**EXCERPTED TEXT:**

Start of Block

Reasons to Take a Traditional Scientific Path During Your Undergraduate Studies
If you choose to follow a traditional path, you will be well-represented in the application pool and you are logically following steps that will give you a good chance to succeed in Medicine studies. This was the path that I elected to take myself as a pursued a degree in Biology because I thought that taking a degree that was similar to what I needed to master in Medical School would be a good way to prepare myself for all the sciences that I would encounter at the next level. It stands to reason that you are also meeting many more professors with a scientific background so you have a better chance to get into valuable research studies that can catapult you to a higher probability of success if you get into Medical School.
When you pursue a degree in a scientific discipline, not only do you have to complete the same core sciences that all Pre-Meds have to take in order to quality for a Medical School, but you will also have to take additional credits to broaden your understanding of your field. At my University, a degree in Biology also required courses in Biochemistry, Microbiology, and options in other humanities with a scientific perspective, like the "Physiological Approach to Psychology." Along this avenue, an applicant will have a broad understanding of many disciplines in Science and that will be able to help them digest the material in Medicine much quicker compared to someone without a basic understanding of these topics.

End of Block

**PROVIDED DATA:**
Start of Block

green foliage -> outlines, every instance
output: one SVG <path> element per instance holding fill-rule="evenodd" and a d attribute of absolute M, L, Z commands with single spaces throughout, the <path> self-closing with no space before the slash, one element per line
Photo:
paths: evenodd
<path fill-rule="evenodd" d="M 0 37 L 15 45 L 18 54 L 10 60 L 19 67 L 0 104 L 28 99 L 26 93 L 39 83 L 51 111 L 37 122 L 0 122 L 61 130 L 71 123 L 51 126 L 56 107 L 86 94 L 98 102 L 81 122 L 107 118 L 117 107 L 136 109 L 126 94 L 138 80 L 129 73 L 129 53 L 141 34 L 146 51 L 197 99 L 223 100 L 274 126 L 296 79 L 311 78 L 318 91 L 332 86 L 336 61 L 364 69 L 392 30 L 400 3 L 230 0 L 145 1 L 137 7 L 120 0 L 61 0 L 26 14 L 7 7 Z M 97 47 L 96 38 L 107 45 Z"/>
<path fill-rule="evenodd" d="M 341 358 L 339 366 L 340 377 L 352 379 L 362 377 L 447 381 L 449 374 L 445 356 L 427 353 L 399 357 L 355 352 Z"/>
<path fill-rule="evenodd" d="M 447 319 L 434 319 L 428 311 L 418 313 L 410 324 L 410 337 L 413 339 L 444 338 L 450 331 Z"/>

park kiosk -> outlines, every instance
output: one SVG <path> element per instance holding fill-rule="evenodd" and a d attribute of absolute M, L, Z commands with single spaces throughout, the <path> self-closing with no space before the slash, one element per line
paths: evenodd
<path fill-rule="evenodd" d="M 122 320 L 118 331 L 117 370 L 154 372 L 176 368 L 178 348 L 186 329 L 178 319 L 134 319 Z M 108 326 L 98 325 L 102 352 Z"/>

End of Block

**DIRECTIONS:**
Extend the text on taking a traditional science path as a pre-med undergraduate, starting after its final sentence.

**OUTPUT OF THE TASK:**
I chose to also pursue a degree in Biology because I reasoned that should I not be accepted into a Medical School, I would still have a number of possibilities to fall back to in the Scientific Realm. I would be able to get a Master's Degree and potentially start my own research, teach, or get a job much easier than someone who chose a path in Literature or Sociology. With the number of unemployed college graduates creeping higher and higher every year, it was a logical choice to ensure I have some type of income after my studies.